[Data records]
--

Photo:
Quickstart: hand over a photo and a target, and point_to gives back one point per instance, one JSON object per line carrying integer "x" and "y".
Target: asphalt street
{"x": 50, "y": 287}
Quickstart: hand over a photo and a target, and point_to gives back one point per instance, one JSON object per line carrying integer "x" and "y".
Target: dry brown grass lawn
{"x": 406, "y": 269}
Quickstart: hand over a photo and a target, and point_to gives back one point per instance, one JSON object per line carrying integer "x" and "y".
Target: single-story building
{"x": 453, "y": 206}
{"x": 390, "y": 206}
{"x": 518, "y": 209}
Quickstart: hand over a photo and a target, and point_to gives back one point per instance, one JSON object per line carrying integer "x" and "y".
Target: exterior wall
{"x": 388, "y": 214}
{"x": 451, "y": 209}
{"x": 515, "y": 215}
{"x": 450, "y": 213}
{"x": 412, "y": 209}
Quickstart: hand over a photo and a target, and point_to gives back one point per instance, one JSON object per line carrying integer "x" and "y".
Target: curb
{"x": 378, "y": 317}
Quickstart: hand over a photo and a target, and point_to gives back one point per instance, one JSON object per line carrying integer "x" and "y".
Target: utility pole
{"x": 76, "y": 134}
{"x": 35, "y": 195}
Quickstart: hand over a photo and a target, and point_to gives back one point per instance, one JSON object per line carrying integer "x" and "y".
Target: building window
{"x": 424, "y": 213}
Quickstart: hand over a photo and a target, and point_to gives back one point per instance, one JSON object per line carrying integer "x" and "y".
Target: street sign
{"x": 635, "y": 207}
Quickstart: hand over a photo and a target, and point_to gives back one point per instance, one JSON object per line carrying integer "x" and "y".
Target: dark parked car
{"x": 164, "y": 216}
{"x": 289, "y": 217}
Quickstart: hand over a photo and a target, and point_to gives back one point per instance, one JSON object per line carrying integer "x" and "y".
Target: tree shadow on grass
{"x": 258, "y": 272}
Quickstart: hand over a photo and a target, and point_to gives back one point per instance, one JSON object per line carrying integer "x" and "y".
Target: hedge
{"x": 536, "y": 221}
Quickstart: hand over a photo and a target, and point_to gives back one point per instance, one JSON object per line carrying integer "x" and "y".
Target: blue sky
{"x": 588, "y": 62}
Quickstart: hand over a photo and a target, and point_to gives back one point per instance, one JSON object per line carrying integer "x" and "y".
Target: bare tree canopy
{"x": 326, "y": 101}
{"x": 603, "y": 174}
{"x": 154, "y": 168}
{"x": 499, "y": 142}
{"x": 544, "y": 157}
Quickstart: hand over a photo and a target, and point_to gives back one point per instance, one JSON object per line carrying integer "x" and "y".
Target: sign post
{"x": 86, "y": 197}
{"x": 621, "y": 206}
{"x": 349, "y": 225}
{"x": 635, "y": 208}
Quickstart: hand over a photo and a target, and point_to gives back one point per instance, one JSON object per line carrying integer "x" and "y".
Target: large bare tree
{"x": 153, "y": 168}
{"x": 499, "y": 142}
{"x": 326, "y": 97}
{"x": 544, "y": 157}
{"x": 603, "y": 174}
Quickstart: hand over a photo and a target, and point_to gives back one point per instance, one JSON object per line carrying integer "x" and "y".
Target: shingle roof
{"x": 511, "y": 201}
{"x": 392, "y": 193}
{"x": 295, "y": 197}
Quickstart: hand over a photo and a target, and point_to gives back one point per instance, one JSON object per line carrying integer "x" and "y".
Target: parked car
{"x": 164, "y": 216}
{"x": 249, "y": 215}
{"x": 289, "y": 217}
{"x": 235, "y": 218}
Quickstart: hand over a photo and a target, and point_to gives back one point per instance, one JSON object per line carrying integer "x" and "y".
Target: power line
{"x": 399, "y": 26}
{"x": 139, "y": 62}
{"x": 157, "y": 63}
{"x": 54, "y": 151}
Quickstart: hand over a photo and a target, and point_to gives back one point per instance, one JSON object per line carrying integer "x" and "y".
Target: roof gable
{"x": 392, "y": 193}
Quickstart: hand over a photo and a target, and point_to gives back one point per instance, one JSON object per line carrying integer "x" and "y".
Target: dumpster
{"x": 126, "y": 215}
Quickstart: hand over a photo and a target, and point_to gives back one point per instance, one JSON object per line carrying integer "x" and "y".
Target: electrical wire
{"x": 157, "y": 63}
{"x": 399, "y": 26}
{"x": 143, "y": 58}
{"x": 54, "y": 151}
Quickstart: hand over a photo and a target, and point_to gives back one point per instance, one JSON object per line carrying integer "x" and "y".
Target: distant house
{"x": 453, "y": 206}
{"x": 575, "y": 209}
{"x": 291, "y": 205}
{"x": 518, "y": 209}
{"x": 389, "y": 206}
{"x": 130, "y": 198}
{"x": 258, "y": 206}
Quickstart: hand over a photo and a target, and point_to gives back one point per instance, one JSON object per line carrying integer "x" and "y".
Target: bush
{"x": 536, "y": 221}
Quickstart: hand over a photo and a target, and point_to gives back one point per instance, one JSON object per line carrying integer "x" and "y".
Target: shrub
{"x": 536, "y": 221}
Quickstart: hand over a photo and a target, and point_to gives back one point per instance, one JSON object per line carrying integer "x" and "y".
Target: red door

--

SET EXERCISE ▸
Return the lines above exactly, keeping every word.

REPLY TO THE EXERCISE ▸
Photo:
Quickstart: hand over a photo and a target, and point_to gives back one point per instance, one JSON object per line carrying integer "x" and "y".
Target: asphalt street
{"x": 50, "y": 287}
Quickstart: hand over a photo and a target, and point_to gives back one point per instance, one JSON object per line carrying integer "x" and "y".
Target: dry brown grass lawn
{"x": 406, "y": 269}
Quickstart: hand over a photo and a target, and point_to gives back one point per instance, one JSON object per line carrying integer "x" and "y".
Target: single-story building
{"x": 453, "y": 206}
{"x": 390, "y": 206}
{"x": 518, "y": 209}
Quickstart: hand over a photo and a target, and point_to gives back one point per instance, one JSON object per line carrying integer "x" and "y".
Target: exterior wall
{"x": 388, "y": 214}
{"x": 451, "y": 209}
{"x": 515, "y": 215}
{"x": 450, "y": 213}
{"x": 412, "y": 209}
Quickstart: hand over a photo and a target, and point_to gives back one point per instance, one JSON object per line carrying integer "x" and "y".
Target: curb
{"x": 378, "y": 317}
Quickstart: hand over a photo and a target, and point_to gives back one point per instance, one JSON object per line carrying integer "x" and "y".
Target: utility pole
{"x": 76, "y": 134}
{"x": 35, "y": 195}
Quickstart: hand over a photo and a target, and point_to gives back one point per instance, one JSON object per line carrying integer "x" and "y".
Target: building window
{"x": 424, "y": 213}
Quickstart: hand over a photo and a target, and point_to gives back one point per instance, one JSON object per line carrying integer "x" and "y".
Target: street sign
{"x": 635, "y": 207}
Quickstart: hand over a photo and a target, and point_to gives back one point per instance, one JSON object per line carrying integer "x" and "y".
Target: dark parked car
{"x": 164, "y": 216}
{"x": 289, "y": 217}
Quickstart: hand over a photo and a target, and point_to gives back one point per instance, one JSON object per line carrying integer "x" and "y".
Target: tree shadow on grass
{"x": 258, "y": 272}
Quickstart: hand over a photo and a target, and point_to gives back one point per instance, one JSON object per line carrying integer "x" and "y".
Target: hedge
{"x": 536, "y": 221}
Quickstart: hand over a photo and a target, and point_to gives back one point per instance, one JSON object per line carrying integer "x" and "y".
Target: blue sky
{"x": 588, "y": 62}
Quickstart: hand over a photo and a target, and point_to gives back one point per instance, one JSON object per line carrying integer "x" and "y".
Target: bare tree canopy
{"x": 326, "y": 101}
{"x": 603, "y": 174}
{"x": 154, "y": 168}
{"x": 499, "y": 142}
{"x": 544, "y": 157}
Quickstart: hand over a photo and a target, and point_to gives back one point per instance, one JSON object per line carrying integer "x" and "y".
Target: sign post
{"x": 86, "y": 197}
{"x": 621, "y": 206}
{"x": 349, "y": 225}
{"x": 635, "y": 208}
Quickstart: hand over a photo and a target, and point_to gives back one point per instance, one JSON object per line carrying integer "x" and "y".
Target: large bare tree
{"x": 153, "y": 168}
{"x": 499, "y": 142}
{"x": 326, "y": 97}
{"x": 544, "y": 157}
{"x": 603, "y": 174}
Quickstart: hand over a photo and a target, and point_to gives back one point per instance, one JSON object per line carrying integer "x" and "y".
Target: shingle roof
{"x": 511, "y": 201}
{"x": 392, "y": 193}
{"x": 295, "y": 197}
Quickstart: hand over a photo and a target, and point_to gives back one point per instance, one JSON object per line carrying integer "x" and "y".
Target: parked car
{"x": 164, "y": 216}
{"x": 249, "y": 215}
{"x": 289, "y": 217}
{"x": 235, "y": 218}
Quickstart: hand over a photo and a target, and point_to gives back one point per instance, one JSON object per line carrying integer "x" and "y".
Target: power line
{"x": 399, "y": 26}
{"x": 139, "y": 62}
{"x": 157, "y": 63}
{"x": 54, "y": 151}
Quickstart: hand over a photo and a target, and point_to gives back one point per instance, one JSON object per line carrying integer "x" and "y".
Target: roof gable
{"x": 392, "y": 193}
Quickstart: hand over a photo and a target, and point_to gives back one point per instance, one JSON object per line carrying integer "x" and "y".
Target: dumpster
{"x": 126, "y": 215}
Quickstart: hand over a photo and a target, and point_to gives back one point per instance, one JSON object per line carrying integer "x" and "y".
Target: electrical wire
{"x": 157, "y": 63}
{"x": 399, "y": 26}
{"x": 143, "y": 58}
{"x": 54, "y": 151}
Quickstart: hand over a photo and a target, and point_to gives back one point per instance, one JSON object per line carrying integer "x" and "y".
Target: distant house
{"x": 453, "y": 206}
{"x": 575, "y": 209}
{"x": 291, "y": 205}
{"x": 518, "y": 209}
{"x": 389, "y": 206}
{"x": 130, "y": 198}
{"x": 258, "y": 206}
Quickstart: hand over a photo and a target, and point_to gives back one point per instance, one JSON object per line carrying integer "x" and "y".
Target: bush
{"x": 536, "y": 221}
Quickstart: hand over a photo and a target, and point_to gives back one point per instance, one JSON object per line carrying integer "x" and "y".
Target: shrub
{"x": 536, "y": 221}
Quickstart: hand over a photo and a target, and point_to gives back one point per instance, one JSON object per line carrying integer "x" and "y".
Target: red door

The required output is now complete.